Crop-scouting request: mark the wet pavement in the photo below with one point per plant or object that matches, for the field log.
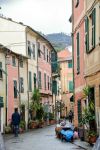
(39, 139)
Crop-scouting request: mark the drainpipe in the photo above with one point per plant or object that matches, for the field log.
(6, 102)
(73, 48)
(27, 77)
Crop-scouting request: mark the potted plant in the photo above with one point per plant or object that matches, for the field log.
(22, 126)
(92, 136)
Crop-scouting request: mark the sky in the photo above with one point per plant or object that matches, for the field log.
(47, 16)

...

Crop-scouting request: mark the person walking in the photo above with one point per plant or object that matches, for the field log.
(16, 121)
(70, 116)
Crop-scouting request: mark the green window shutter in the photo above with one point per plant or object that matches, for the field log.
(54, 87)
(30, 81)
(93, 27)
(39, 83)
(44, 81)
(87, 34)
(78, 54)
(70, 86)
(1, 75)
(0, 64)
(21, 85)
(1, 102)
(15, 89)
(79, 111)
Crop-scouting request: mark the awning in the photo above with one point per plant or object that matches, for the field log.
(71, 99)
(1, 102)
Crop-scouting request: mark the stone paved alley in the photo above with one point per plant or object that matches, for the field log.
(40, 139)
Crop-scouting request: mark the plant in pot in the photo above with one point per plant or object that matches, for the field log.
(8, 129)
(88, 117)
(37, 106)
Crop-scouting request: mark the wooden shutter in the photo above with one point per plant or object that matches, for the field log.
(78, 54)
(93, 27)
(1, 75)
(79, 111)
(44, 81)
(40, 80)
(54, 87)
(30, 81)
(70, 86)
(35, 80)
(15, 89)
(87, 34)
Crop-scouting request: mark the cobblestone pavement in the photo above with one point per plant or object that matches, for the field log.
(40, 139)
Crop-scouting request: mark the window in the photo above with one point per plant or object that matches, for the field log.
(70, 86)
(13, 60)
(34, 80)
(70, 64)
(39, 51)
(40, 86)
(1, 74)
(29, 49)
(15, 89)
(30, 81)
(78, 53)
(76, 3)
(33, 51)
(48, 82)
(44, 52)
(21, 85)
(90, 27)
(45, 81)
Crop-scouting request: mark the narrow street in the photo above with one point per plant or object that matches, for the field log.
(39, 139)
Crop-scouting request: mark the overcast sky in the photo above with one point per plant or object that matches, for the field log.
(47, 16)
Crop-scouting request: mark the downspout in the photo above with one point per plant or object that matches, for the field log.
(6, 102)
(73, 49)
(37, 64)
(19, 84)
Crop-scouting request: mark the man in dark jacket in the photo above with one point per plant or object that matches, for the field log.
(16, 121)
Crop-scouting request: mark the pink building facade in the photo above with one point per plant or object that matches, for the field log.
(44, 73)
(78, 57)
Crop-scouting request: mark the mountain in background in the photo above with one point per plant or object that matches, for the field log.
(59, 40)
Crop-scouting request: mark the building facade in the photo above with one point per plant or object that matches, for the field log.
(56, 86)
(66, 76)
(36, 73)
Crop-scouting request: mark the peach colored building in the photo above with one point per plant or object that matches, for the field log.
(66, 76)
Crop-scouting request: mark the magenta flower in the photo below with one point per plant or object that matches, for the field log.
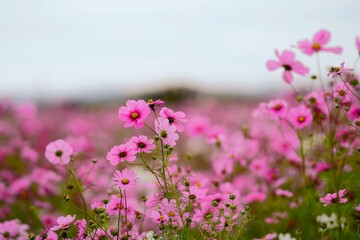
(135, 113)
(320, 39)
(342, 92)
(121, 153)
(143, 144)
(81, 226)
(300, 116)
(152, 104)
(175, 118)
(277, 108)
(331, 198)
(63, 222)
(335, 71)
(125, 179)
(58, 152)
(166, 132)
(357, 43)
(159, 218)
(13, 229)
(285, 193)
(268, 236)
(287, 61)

* * *

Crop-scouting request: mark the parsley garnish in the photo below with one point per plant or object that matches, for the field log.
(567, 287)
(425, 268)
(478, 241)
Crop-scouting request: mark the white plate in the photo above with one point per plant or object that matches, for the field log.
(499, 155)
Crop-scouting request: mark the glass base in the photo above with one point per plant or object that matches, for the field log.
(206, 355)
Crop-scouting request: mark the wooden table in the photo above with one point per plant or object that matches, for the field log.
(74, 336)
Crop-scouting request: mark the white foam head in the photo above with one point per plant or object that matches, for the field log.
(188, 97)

Written instruction: Gather every line of the records above that contains the word "facade".

Complete output:
Crop-scouting request: mark the pink building facade in the photo above with one point per plant or object that matches, for the field log.
Crop-scouting request: mark the building facade in the photo above with one point per plant or object that matches, for the field log.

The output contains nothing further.